> [Задание]:
Продолжите текст о хранении продуктов в Петербурге, начав сразу после его последнего предложения.

А для хранения всех этих припасов, естественно, нужны холодильники. И снова – если эту проблему признавали не решенной в начале XX в., то тем более она была актуальна в течение XIX в. В частных домах скоропортящиеся продукты хранили в погребах, на льду, который зимой заготавливали на Неве и ее притоках. Но в сыром петербургском климате погреба постоянно затапливало, если не наводнениями, то грунтовыми водами.
Никитин пишет: «Петербургские ледники – это нечто совсем патриархальное, но ведь во времена патриархов жизнь в деревне, на просторе, на лоне природы, была правилом, а жизнь в городе – исключением, тогда такие ледники и удовлетворяли своему назначению. Но может ли удовлетворять современный большой город ледник, с зараженным бактериями, речным, городским льдом, в бревенчатом срубе или в подвале, на заднем дворе, около конюшен, коровников, а нередко вблизи помойных и навозных ям, с деревянным полом и стенами, покрытыми плесенью, лишенный какой бы то ни было вентиляции». Далее он рассказывает о новом способе замораживания продуктов с помощью охлажденного воздуха. «Этим достигается, что продукты в течение многих месяцев хранения в таких холодильниках (фригориферах) совершенно не меняют своего вида и не подвергаются процессам гниения и разложения. Припасы в фригориферах не замораживаются, а только охлаждаются до требуемой каждым из продуктов температуры, а потому и не подвергаются быстрой порче по извлечении их из фригориферов. Хранимые продукты совершенно не меняют своих качеств, которыми обладали в момент помещения их в холодильник». И соблазняет читателей, рисуя перед их мысленным взором малину, «помещенную летом в холодильник», которая «вынимается зимою в совершенно свежем виде».

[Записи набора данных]
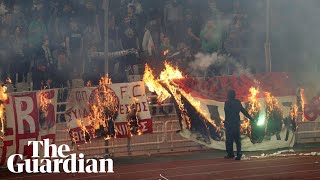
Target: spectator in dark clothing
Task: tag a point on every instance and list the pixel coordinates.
(63, 71)
(36, 31)
(232, 108)
(45, 54)
(129, 40)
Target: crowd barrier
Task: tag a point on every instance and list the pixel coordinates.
(164, 138)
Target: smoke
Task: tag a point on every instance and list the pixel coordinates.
(226, 65)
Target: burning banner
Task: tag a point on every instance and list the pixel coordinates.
(26, 116)
(201, 108)
(109, 110)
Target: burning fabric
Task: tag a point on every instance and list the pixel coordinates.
(189, 110)
(201, 119)
(103, 110)
(107, 111)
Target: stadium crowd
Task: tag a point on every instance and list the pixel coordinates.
(48, 43)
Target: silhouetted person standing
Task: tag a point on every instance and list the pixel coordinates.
(232, 108)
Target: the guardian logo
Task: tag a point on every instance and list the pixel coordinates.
(51, 163)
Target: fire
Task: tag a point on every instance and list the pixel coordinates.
(167, 77)
(272, 104)
(300, 102)
(133, 119)
(165, 52)
(3, 98)
(254, 105)
(254, 108)
(104, 81)
(8, 80)
(154, 85)
(103, 109)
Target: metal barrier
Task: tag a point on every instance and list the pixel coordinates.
(163, 139)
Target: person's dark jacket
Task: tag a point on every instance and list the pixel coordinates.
(232, 108)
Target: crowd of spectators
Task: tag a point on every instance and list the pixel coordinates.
(48, 42)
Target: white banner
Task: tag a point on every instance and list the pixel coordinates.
(78, 109)
(284, 139)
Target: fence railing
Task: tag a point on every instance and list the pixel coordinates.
(163, 139)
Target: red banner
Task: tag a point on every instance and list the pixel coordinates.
(25, 121)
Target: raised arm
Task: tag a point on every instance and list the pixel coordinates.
(245, 113)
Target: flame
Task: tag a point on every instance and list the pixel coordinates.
(8, 80)
(167, 76)
(3, 98)
(165, 52)
(85, 132)
(301, 98)
(254, 108)
(254, 105)
(272, 104)
(88, 84)
(154, 85)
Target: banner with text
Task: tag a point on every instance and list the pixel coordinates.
(29, 116)
(78, 109)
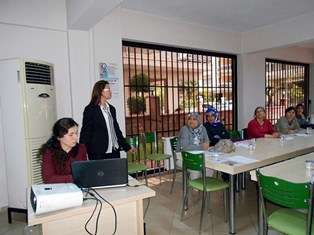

> [Ответ]:
И рассказывает, что «результаты экспертиз, произведенных в этом направлении, в 1889 году, в Париже, во время Всемирной выставки, прямо поразительны. Для представителей цеха трактирщиков и мясников был приготовлен обед из провизии, хранившейся в фригорифере, в жаркое летнее время, от 12 до 22 дней. В протоколе сказано, что все эксперты единогласно утверждали, что лососина была вполне розовая и не дряблая; филей сохранил свою сочность; лангуст был безупречно свеж и не сух; пулярка казалась убитою накануне», также удобно оказалось хранить в этих аппаратах фрукты и овощи. Фригорифер – это тот самый аппарат, который позже стал называться холодильником. Еще до того как была написана книга о задачах Петербурга, в 1901 г., Адольф Кренцин основал «Первое Санкт-Петербургское ледовничество», выпускавшие деревянные шкафы с оцинкованными полками емкостью 100 л и весом 55 кг. В них поддерживалась температура примерно +7 °C.
Правда, охлаждение в них осуществлялось по старинке – за счет льда. А до тех пор широко применялись различные приемы консервации. Фрукты засахаривали, варили в меду. Заготавливали сиропы, соки и фруктовые воды и помещали их на лед. Овощи и грибы солили, мариновали и сушили.
Мясо перерабатывали в колбасы, солили, коптили или замораживали – зимой при температуре ниже 10 °C. Домашнюю птицу или дичь, к примеру, 4–5 раз окунали в бочку с водой, затем ставили на головку, плотно одна к другой, на подостланной на снегу рогоже. Позже, когда птица обледеневала, ее клали в медные или чугунные формы, плотно закрывали, оборачивали рогожкой и ставили в прохладное место. В одну форму помещалось 100 кур или 200 цыплят.